- [INSTRUCTIONS FOR THE TASK]
Without including any pictures, write out all the records word for word.

EXTRACTED DATA below:

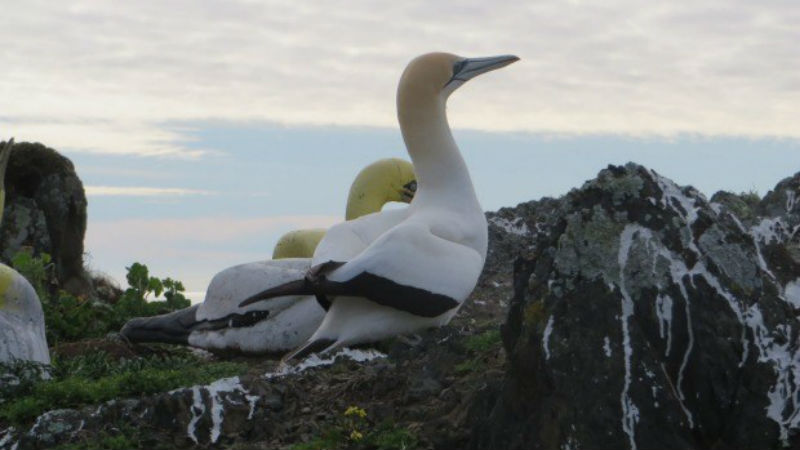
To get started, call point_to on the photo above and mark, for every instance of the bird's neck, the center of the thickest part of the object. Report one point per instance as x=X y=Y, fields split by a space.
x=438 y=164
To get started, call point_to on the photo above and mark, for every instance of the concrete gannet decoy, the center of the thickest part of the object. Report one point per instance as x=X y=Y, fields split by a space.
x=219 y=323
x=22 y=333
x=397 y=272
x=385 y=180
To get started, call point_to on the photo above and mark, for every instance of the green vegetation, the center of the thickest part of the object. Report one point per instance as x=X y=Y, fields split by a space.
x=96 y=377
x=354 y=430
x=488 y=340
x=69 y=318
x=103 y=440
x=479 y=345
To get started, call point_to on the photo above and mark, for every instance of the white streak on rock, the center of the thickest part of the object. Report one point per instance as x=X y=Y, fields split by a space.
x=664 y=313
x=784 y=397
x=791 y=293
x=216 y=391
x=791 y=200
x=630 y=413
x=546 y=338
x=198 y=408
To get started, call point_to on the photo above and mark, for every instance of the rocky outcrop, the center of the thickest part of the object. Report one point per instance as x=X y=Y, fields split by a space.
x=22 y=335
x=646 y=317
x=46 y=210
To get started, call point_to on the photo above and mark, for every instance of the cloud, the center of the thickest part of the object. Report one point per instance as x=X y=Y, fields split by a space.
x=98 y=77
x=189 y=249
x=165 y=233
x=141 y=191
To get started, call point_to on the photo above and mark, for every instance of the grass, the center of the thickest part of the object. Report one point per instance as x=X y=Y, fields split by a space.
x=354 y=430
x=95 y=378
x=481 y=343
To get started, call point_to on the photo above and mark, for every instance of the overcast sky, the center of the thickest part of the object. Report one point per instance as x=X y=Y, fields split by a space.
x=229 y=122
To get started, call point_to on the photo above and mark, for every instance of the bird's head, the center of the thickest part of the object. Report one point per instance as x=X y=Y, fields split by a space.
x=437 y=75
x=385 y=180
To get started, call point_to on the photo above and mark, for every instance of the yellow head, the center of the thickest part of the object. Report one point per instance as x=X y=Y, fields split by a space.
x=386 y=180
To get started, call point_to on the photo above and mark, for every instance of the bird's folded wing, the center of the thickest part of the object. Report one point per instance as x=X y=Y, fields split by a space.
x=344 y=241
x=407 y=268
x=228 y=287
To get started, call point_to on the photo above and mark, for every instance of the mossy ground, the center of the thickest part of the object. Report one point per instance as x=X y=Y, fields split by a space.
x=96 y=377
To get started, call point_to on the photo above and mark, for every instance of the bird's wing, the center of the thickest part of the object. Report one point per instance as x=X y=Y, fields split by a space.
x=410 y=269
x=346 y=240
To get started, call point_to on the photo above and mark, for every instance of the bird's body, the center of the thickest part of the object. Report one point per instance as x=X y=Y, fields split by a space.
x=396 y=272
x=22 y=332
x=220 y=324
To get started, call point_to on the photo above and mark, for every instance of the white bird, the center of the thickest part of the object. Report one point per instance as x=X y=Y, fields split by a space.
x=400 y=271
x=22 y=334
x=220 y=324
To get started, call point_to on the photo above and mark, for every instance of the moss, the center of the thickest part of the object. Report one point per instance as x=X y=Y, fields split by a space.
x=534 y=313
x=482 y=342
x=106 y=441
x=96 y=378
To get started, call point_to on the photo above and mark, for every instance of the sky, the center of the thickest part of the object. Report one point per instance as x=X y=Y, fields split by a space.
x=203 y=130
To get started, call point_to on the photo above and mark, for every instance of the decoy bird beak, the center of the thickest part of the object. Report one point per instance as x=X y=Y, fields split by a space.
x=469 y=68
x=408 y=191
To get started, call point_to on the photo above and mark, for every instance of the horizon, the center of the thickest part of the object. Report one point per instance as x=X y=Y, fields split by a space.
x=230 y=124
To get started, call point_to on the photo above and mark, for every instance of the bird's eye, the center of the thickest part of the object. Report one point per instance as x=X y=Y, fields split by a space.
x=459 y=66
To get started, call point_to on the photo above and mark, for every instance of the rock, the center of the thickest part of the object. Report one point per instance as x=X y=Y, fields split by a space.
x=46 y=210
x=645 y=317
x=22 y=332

End of EXTRACTED DATA.

- [ANSWER TO THIS EXERCISE]
To get started, call point_to on the photo above and mark, for every instance of the bird's neck, the center of the thickest part of the object. Report one point per instance as x=X y=Y, fields split by a space.
x=438 y=164
To get started, call point_to on the photo above and mark, for every instance of the concrete gannet decoy, the center of the thickest part of the object. Report one point per instance as x=X y=Y, fields split by a space.
x=219 y=323
x=22 y=333
x=397 y=272
x=385 y=180
To get started, call point_to on the photo above and mark, for every instance of the green vegetation, the center of the thickest part of the object. Report one point per instance as x=X y=Y, fields split by a space.
x=96 y=377
x=354 y=430
x=488 y=340
x=69 y=318
x=103 y=440
x=479 y=345
To get started, call point_to on the photo above and mark, for every instance of the white streak on rock, the center of the thickest part of the object. Report one point per instance as x=X y=Y, fields split by a space.
x=664 y=313
x=784 y=397
x=791 y=293
x=216 y=391
x=791 y=200
x=630 y=413
x=546 y=338
x=198 y=408
To get started, call point_to on the photo above and mark, for every instance of the rocky outcrop, the center of the thickest part of the object. Report one point per instance as x=X y=Y, fields split by a space.
x=22 y=335
x=646 y=317
x=46 y=210
To get started, call point_to on the photo above and mark, for every instance of the cloud, the center of the thickest part of the object. Report one point per instance as x=X y=Y, fields split by a space.
x=98 y=77
x=189 y=249
x=165 y=233
x=141 y=191
To get started, call point_to on the photo above and mark, for every instance of the grass, the center of the thickest part of the object. Report one point per instance as x=X y=Y, fields split by a space.
x=354 y=430
x=95 y=378
x=481 y=343
To get started, call point_to on the photo above and mark, for every instance of the overcast sky, the center of the thickest part of the object. Report one point per instance as x=X y=Y, fields split by a space.
x=229 y=122
To get started, call point_to on the photo above and mark, for every instance of the bird's head, the center of the thickest part of the object. Report one point per instance as x=X y=Y, fields split by a space.
x=437 y=75
x=385 y=180
To get started, call point_to on the photo above and mark, for every instance of the yellow head, the center of the thickest part of the object. Report one point per instance as x=X y=Y, fields split by a space.
x=386 y=180
To get started, call point_to on the photo above and mark, for every instance of the bird's folded wing, the center of the thickest part of the object. Report one point per instance as x=X y=Y, fields split by a space.
x=344 y=241
x=407 y=268
x=228 y=287
To get started, call point_to on the photo above and mark, for every instance of the mossy ground, the center of the thickest part of the object. Report one point per instance as x=X y=Y, fields split by a space.
x=96 y=377
To get started, call point_to on the photo above and mark, for every instance of the bird's wing, the center of the thickest part of the object. Report one point per instance as x=X y=Y, fields split by a space.
x=410 y=269
x=346 y=240
To get started, call point_to on the photo above and mark, for every instance of the bird's body, the center of the thickest part of the object. Report one point per instance as x=X y=Y, fields split by a space.
x=396 y=272
x=22 y=332
x=220 y=324
To get started, call point_to on the photo above and mark, for every instance of the white bird, the center of the thickest part of the object. Report one point per instance as x=X y=Y, fields split by a space.
x=400 y=271
x=22 y=334
x=220 y=324
To get started, call point_to on the photo above and mark, for every instance of the moss, the center of the thickest part of the object. Report one point per instance as x=X y=Y, fields split by a space.
x=534 y=313
x=482 y=342
x=106 y=441
x=96 y=378
To get started, call point_to on the photo above and mark, for every instance of the sky, the center of the thickest part of the object. Report one point per instance as x=X y=Y, fields split by a space.
x=203 y=130
To get started, call point_to on the photo above and mark, for every instance of the decoy bird beak, the center of the thickest part of the object. Report one point per instance as x=X y=Y, fields split by a space.
x=469 y=68
x=408 y=191
To get started, call point_to on the photo above and mark, for every instance of the horizon, the center of the thickest part of the object. Report one point per instance as x=X y=Y, fields split by a space.
x=230 y=124
To get started, call point_to on the photo above and mark, for every instance of the bird's eye, the center of the thickest part of the object. Report one point per instance as x=X y=Y, fields split by a space.
x=459 y=66
To get started, call point_to on the photo above and mark, for every instance of the rock, the center of the thickest part of the object. Report one point per instance as x=X y=Y, fields split by a space.
x=46 y=210
x=645 y=317
x=22 y=332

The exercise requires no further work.